** start RECORDED INFORMATION **
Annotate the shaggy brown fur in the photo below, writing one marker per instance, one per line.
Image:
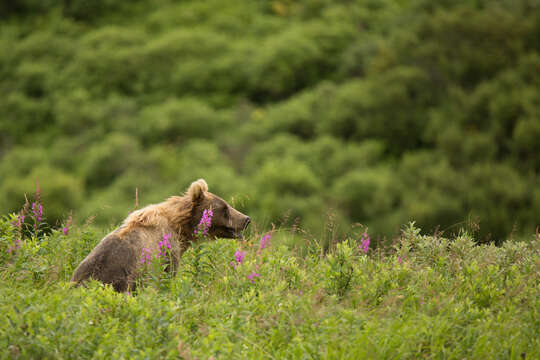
(116, 259)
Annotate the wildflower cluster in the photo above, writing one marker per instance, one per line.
(68, 224)
(18, 221)
(13, 248)
(164, 245)
(146, 256)
(364, 242)
(240, 255)
(265, 241)
(37, 212)
(205, 223)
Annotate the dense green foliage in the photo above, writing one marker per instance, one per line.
(427, 297)
(383, 111)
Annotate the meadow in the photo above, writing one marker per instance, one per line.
(274, 295)
(386, 150)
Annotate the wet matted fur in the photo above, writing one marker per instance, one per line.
(116, 259)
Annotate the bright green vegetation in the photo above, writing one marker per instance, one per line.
(427, 297)
(384, 111)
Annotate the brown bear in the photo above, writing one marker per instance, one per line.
(117, 258)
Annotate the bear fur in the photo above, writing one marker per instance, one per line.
(117, 258)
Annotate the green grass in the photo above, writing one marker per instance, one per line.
(447, 298)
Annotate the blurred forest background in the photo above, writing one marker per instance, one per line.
(377, 111)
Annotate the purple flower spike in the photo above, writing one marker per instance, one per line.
(364, 246)
(205, 223)
(265, 241)
(253, 275)
(146, 255)
(239, 256)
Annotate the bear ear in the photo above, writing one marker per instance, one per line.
(197, 189)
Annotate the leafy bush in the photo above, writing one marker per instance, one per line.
(430, 296)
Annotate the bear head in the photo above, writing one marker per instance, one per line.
(226, 222)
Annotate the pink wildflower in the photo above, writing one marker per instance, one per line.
(13, 248)
(252, 276)
(37, 211)
(205, 223)
(69, 222)
(239, 256)
(265, 241)
(18, 221)
(364, 246)
(146, 255)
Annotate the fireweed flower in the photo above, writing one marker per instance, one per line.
(37, 211)
(13, 248)
(205, 223)
(18, 221)
(364, 246)
(252, 276)
(265, 241)
(146, 255)
(239, 256)
(69, 222)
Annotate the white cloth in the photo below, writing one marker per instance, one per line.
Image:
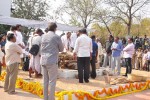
(35, 63)
(1, 55)
(19, 38)
(35, 39)
(128, 51)
(145, 56)
(83, 46)
(13, 52)
(73, 39)
(100, 49)
(35, 60)
(148, 55)
(66, 42)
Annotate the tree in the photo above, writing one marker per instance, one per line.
(81, 11)
(103, 17)
(117, 28)
(30, 9)
(126, 10)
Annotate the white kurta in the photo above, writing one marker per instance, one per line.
(35, 60)
(66, 42)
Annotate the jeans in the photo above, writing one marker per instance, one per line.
(148, 65)
(50, 73)
(107, 58)
(116, 62)
(93, 65)
(128, 66)
(11, 77)
(83, 64)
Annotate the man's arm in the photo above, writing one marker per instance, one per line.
(76, 48)
(17, 48)
(60, 45)
(127, 48)
(120, 47)
(96, 51)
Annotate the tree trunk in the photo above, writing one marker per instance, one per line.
(129, 29)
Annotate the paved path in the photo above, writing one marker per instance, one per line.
(21, 95)
(144, 95)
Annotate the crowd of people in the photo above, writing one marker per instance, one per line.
(43, 49)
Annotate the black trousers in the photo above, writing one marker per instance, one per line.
(83, 64)
(0, 70)
(128, 66)
(148, 65)
(93, 65)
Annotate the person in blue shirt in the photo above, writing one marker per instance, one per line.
(116, 48)
(94, 57)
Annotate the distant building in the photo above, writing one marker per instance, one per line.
(5, 7)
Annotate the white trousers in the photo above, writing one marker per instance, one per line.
(115, 61)
(50, 76)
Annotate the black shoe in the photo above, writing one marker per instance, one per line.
(87, 81)
(80, 82)
(124, 75)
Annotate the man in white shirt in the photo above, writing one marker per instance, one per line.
(66, 40)
(148, 60)
(100, 51)
(83, 50)
(12, 59)
(19, 40)
(73, 40)
(128, 52)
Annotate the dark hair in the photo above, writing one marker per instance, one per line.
(93, 37)
(117, 37)
(46, 30)
(39, 31)
(131, 39)
(10, 36)
(13, 28)
(145, 51)
(17, 26)
(83, 31)
(1, 37)
(52, 27)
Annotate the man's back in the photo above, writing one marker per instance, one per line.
** end RECORDED INFORMATION **
▶ WHAT YOU HAVE TO DO
Each record must be quoted in full and exactly. Do not include the pictures.

▶ TASK SOLUTION
Annotate the shaggy brown fur in the photo below, writing one marker per instance, one per line.
Image:
(116, 259)
Annotate the wildflower cluster in the photo above, writing one marker per instance, one per line.
(68, 224)
(18, 221)
(13, 248)
(164, 245)
(146, 256)
(364, 242)
(240, 255)
(265, 241)
(37, 212)
(205, 223)
Annotate the dense green foliage in the photo above, writing one marker per instance, one per line.
(427, 297)
(383, 111)
Annotate the meadow in the photo above, writing one marker per instance, one per line.
(274, 295)
(386, 150)
Annotate the wet matted fur in the photo above, writing one marker per instance, one per line.
(116, 259)
Annotate the bright green vegetation in the photo above, writing one marker per instance, one per line.
(427, 297)
(384, 111)
Annotate the brown bear in the photo above, writing one marker per instance, one per line.
(117, 258)
Annotate the bear fur in the photo above, writing one marker per instance, one per line.
(117, 258)
Annotate the green grass in the photo above, writing one marker per instance, one per line.
(447, 298)
Annotate the blurred forest background in the photo above, writing one marker per instance, one per line.
(377, 111)
Annotate the purple flower spike in the photo above, writing one marker per instance, one per line.
(364, 246)
(205, 223)
(265, 241)
(253, 275)
(146, 255)
(239, 256)
Annotate the bear ear in the photo above, writing one marker per instance, one per line.
(197, 189)
Annotate the leafy bush in the photo above, writing one marker per instance, one per line.
(430, 296)
Annotate the bear head in the photo above, writing one marker per instance, one per line.
(226, 222)
Annotate the pink wildflower in the photo above, writing one marker per instance, one per line.
(13, 248)
(252, 276)
(37, 211)
(205, 223)
(69, 222)
(239, 256)
(265, 241)
(18, 221)
(364, 246)
(146, 255)
Annotate the fireweed flower in the photo above, writing one marker per instance, one per line.
(37, 211)
(13, 248)
(205, 223)
(18, 221)
(364, 246)
(252, 276)
(265, 241)
(146, 255)
(239, 256)
(69, 222)
Annotate the white cloth in the photo below, writing one marker per instance, one per line.
Image:
(35, 63)
(1, 55)
(19, 38)
(35, 39)
(128, 51)
(145, 56)
(83, 46)
(13, 52)
(73, 39)
(100, 49)
(35, 60)
(148, 55)
(66, 42)
Annotate the tree in the photo above, writing one marker per instance, one per line.
(81, 11)
(103, 17)
(117, 28)
(30, 9)
(126, 10)
Annotate the white kurta in the photo above, writing one marker per instance, one per line.
(35, 60)
(66, 42)
Annotate the jeans in the photo above, writing one marker per instance, one per line.
(148, 65)
(50, 73)
(107, 58)
(116, 62)
(93, 65)
(128, 66)
(11, 77)
(83, 64)
Annotate the man's arm in the photo above, writing one marker per instance, one per line.
(76, 48)
(17, 48)
(60, 45)
(127, 48)
(120, 47)
(96, 51)
Annotate the tree trunk in the photo above, writing one marker per instance, one per line.
(129, 29)
Annotate the paved path in the photo above, writing one marker per instance, one per line.
(21, 95)
(144, 95)
Annotate the crowd of people in the photo above, writing one marker per instance, one per line.
(43, 49)
Annotate the black trousers in the photo above, writing one marker per instance, one per line.
(83, 64)
(0, 70)
(128, 66)
(148, 65)
(93, 65)
Annotate the person in blue shirt in the photo above, writing one marker per instance, one per line.
(116, 48)
(94, 57)
Annotate the distant building in the photo above, writing one marker per instance, one per line.
(5, 7)
Annotate the white trousers in the photo above, writing one marker per instance, one per line.
(115, 61)
(50, 76)
Annotate the black shoe in the photo above, writing one marker per instance, one per line.
(87, 81)
(80, 82)
(124, 75)
Annotate the man in white shirt in the photo above, writing one marker per instance, one per line.
(66, 40)
(148, 60)
(100, 51)
(83, 50)
(12, 59)
(19, 40)
(73, 40)
(128, 52)
Annotate the dark hair in the photo above, writing one marker per instance, one per line.
(93, 37)
(117, 37)
(46, 30)
(39, 31)
(131, 39)
(10, 36)
(13, 28)
(145, 51)
(17, 26)
(83, 31)
(1, 37)
(52, 27)
Annotate the man's back in the photo above, writing one marker per instance, one per line.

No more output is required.